A run of rows

----------

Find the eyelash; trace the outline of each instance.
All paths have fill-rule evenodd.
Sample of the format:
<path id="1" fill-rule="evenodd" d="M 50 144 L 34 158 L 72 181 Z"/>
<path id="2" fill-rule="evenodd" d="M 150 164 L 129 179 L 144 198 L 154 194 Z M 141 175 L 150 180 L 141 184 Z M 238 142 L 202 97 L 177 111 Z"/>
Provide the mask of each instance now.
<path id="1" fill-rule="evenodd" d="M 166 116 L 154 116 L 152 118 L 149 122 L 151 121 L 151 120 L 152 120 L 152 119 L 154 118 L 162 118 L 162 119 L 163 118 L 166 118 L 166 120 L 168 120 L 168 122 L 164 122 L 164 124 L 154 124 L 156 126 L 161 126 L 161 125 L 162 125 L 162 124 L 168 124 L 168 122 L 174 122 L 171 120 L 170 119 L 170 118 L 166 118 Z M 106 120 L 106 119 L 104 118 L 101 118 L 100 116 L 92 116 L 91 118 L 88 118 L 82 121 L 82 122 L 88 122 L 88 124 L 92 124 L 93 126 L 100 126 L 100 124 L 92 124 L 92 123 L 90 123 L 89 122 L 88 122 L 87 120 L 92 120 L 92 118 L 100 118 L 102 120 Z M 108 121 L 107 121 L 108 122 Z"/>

----------

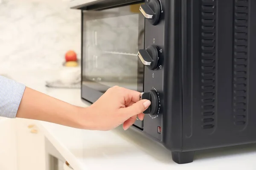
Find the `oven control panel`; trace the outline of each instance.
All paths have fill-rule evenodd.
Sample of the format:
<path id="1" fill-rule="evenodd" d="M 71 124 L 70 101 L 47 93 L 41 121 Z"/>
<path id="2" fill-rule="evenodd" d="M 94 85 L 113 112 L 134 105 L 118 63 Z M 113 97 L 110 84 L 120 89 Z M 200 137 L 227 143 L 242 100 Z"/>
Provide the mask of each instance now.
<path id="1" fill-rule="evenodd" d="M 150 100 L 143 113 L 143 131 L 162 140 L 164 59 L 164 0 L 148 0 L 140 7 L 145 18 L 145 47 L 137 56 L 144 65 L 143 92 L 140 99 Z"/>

----------

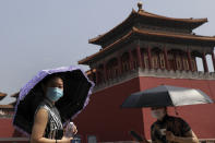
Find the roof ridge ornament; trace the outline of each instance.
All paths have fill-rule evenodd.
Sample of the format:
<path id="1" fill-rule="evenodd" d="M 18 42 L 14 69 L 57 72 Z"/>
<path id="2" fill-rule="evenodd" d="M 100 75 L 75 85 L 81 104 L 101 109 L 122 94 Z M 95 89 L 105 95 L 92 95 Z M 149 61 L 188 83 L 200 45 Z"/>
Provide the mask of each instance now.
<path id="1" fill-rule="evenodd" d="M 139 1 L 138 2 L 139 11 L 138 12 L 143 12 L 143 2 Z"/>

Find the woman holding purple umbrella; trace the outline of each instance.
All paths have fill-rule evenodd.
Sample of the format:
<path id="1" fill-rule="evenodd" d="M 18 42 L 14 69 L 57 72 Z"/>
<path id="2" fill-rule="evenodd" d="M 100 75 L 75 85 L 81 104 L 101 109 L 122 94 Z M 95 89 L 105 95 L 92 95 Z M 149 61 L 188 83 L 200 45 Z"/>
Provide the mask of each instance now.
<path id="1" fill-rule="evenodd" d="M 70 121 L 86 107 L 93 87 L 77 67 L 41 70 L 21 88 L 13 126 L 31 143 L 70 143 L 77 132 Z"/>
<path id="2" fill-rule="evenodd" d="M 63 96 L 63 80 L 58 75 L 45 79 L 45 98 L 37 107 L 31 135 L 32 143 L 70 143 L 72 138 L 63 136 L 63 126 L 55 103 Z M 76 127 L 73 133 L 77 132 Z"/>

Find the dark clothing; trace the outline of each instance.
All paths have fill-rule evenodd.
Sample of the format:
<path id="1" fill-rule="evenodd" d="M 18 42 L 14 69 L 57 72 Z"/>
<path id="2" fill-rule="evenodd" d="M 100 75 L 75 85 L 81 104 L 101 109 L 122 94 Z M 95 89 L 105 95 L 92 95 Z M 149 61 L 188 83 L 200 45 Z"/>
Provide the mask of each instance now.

----------

#### Task requirements:
Arrange as a numbered list, leaving out blank lines, the lines from the one containing "Find the eyelash;" through the one containing "166 116 L 154", including both of those lines.

#### Answer for the task:
1. Find the eyelash; trace the outline of each instance.
2. All paths have fill-rule evenodd.
3. Sample of the format:
4. <path id="1" fill-rule="evenodd" d="M 50 144 L 34 158 L 72 181 Z"/>
5. <path id="2" fill-rule="evenodd" d="M 150 164 L 129 179 L 144 198 L 154 194 Z M 141 175 L 150 180 L 141 184 Z M 238 142 L 202 97 L 177 111 Z"/>
6. Provide the mask of each instance now.
7. <path id="1" fill-rule="evenodd" d="M 166 116 L 154 116 L 152 118 L 149 122 L 151 121 L 151 120 L 152 120 L 152 119 L 154 118 L 162 118 L 162 119 L 163 118 L 166 118 L 166 120 L 168 120 L 168 122 L 164 122 L 164 124 L 154 124 L 156 126 L 161 126 L 161 125 L 162 125 L 162 124 L 168 124 L 168 122 L 174 122 L 171 120 L 170 119 L 170 118 L 166 118 Z M 106 120 L 106 119 L 104 118 L 101 118 L 100 116 L 92 116 L 91 118 L 88 118 L 82 121 L 82 122 L 88 122 L 88 124 L 92 124 L 93 126 L 100 126 L 100 124 L 92 124 L 92 123 L 90 123 L 89 122 L 88 122 L 87 120 L 92 120 L 92 118 L 100 118 L 102 120 Z M 108 121 L 107 121 L 108 122 Z"/>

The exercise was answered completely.